# Set problem
Arrange the lines of the data into a numbered list, starting with the line that contains "# test: identify one keypoint per instance of the ant" and ending with the last line of the data, including both. Leave out any blank lines.

— start of Listing —

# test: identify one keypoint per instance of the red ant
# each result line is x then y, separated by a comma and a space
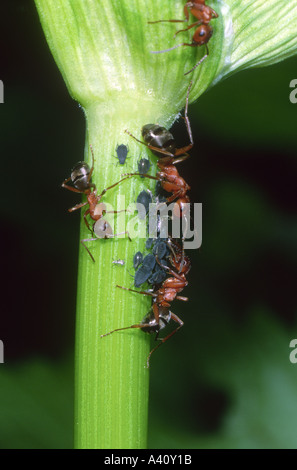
203, 33
172, 285
162, 143
80, 177
160, 315
154, 321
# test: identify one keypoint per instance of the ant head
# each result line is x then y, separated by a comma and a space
102, 229
202, 35
80, 176
157, 136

— end of Listing —

# Problem solution
1. # test: identify one keypoint per instance of the ant head
2. # each result line is x then y, separated by a comma and a space
3. 102, 229
4. 202, 35
5. 80, 176
6. 157, 136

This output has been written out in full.